◆ THE EXERCISE ◆
Reproduce the following listing verbatim, keeping every line as it appears.

◆ DATA PROVIDED ◆
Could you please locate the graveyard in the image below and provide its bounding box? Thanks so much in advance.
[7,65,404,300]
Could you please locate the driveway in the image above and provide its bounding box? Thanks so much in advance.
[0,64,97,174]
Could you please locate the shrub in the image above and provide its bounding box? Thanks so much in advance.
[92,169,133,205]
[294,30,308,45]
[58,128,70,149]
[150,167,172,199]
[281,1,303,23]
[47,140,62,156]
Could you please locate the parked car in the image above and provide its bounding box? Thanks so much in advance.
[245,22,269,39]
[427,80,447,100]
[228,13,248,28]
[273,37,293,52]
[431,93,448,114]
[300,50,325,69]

◆ WRITTEN ANSWER ◆
Could you please locate the graveyard in the image below and provide its bounding box? Thanks so much in advance.
[7,65,404,300]
Could you please locate the driveway in the image above and provide its bounding box? Thanks so much in advance.
[0,64,97,174]
Could you please locate the shrub in the image above and provide its bounding box? Thanks so much in advance.
[92,169,133,205]
[294,30,308,45]
[58,128,70,149]
[150,167,172,199]
[281,1,303,23]
[47,140,62,156]
Could you please locate the parked car in the image above and provide its bounding box? Thanks so much in advance.
[245,22,269,39]
[427,80,447,100]
[228,13,248,28]
[273,37,293,52]
[431,93,448,114]
[300,50,325,69]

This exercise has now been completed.